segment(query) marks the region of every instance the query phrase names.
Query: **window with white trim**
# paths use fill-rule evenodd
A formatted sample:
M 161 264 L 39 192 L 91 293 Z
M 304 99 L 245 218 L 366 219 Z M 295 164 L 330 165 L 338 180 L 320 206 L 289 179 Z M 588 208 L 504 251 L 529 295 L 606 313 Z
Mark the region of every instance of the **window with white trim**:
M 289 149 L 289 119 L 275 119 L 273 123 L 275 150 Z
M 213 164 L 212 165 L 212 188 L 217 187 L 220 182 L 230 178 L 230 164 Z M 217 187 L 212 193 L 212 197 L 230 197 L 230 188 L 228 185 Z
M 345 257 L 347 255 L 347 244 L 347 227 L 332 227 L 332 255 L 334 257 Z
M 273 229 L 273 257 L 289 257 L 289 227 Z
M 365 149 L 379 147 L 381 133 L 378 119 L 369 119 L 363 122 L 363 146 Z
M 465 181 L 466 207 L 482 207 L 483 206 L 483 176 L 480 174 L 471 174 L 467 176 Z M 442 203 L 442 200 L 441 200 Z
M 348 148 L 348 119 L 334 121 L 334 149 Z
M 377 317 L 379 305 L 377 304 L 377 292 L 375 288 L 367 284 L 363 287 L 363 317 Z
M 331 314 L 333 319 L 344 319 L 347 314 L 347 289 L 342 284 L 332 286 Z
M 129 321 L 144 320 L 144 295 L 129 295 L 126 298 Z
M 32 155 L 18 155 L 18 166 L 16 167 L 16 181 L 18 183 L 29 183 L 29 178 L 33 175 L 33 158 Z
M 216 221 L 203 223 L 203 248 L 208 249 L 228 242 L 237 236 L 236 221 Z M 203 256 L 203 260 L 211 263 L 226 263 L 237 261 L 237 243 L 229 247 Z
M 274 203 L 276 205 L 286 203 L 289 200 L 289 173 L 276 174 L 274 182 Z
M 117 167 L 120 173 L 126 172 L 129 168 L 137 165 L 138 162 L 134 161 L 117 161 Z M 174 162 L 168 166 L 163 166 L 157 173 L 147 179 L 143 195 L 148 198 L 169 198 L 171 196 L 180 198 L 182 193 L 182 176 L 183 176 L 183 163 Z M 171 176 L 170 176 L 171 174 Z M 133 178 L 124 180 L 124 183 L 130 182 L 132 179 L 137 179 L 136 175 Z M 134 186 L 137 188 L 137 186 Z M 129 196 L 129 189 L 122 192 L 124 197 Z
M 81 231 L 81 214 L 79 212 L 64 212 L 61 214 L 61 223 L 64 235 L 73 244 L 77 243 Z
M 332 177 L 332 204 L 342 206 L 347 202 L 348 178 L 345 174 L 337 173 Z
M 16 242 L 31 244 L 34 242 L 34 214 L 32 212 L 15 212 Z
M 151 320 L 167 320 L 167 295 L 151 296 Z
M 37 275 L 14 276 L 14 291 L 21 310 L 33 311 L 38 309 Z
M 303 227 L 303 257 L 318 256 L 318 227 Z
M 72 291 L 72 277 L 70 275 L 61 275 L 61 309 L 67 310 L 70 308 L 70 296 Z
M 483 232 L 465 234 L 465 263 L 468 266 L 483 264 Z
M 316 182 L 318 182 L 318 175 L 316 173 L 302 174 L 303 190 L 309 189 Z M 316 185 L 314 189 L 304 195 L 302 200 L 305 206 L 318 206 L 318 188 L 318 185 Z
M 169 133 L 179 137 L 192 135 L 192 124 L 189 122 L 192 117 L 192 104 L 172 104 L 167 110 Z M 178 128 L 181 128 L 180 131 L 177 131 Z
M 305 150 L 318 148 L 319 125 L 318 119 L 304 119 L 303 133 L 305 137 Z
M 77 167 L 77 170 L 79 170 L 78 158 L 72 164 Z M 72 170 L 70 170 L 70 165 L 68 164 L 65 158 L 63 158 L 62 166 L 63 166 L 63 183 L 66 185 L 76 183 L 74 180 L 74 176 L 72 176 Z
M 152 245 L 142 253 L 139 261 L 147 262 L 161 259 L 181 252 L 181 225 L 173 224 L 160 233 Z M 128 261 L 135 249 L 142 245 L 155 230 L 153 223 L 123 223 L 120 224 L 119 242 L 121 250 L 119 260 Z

###

Check each line of the material for the word "region". Copy the ones that have it.

segment(query) marks the region of every instance the query phrase names.
Mark the region of every instance of the **window with white trim**:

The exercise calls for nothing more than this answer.